RECORDS TO USE:
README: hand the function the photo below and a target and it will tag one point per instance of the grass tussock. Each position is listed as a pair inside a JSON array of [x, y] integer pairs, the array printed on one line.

==

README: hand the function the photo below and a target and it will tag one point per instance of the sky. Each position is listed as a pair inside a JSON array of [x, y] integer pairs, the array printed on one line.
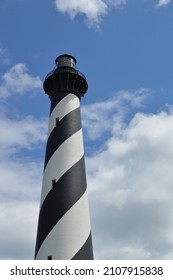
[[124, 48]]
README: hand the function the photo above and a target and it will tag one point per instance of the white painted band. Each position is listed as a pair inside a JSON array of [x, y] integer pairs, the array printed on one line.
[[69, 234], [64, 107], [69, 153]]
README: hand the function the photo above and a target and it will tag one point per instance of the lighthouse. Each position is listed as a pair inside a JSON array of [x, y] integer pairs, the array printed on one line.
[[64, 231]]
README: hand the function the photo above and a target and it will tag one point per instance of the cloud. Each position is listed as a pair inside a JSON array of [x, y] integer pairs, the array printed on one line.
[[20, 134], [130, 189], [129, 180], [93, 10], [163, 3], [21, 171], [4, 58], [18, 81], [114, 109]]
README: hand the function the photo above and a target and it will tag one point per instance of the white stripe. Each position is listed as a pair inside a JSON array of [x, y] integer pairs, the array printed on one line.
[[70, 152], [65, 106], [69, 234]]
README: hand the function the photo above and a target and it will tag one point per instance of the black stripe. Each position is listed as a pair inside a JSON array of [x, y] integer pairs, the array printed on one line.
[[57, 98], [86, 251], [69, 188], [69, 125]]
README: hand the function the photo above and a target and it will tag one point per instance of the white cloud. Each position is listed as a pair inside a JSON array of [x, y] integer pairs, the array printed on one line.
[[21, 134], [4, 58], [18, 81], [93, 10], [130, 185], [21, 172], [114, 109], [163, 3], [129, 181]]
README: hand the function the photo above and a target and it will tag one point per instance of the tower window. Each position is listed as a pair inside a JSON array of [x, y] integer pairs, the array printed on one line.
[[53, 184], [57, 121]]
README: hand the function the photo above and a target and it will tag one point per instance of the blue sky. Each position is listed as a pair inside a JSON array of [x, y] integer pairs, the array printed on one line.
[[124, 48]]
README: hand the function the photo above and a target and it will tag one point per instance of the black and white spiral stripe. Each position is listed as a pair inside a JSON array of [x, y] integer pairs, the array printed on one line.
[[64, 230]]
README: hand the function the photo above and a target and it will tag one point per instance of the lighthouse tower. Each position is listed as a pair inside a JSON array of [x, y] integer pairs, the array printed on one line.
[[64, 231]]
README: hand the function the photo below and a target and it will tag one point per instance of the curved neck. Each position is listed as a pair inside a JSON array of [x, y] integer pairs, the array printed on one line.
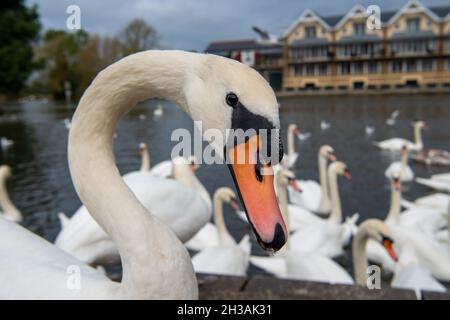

WHAT TO WORK ON: Copy out, word for word, the lines above that start with the line containing "the white stripe." and end with the line containing "[[70, 152], [65, 106], [69, 234]]", including both of those lines.

SOLUTION:
README: hand the function the photo above and a target and it will tag one point per instance of the white stripe. Each position is listed as a pair inside a JSON array of [x, y] integer pairs, the array printed on one line.
[[70, 152], [65, 106], [69, 234]]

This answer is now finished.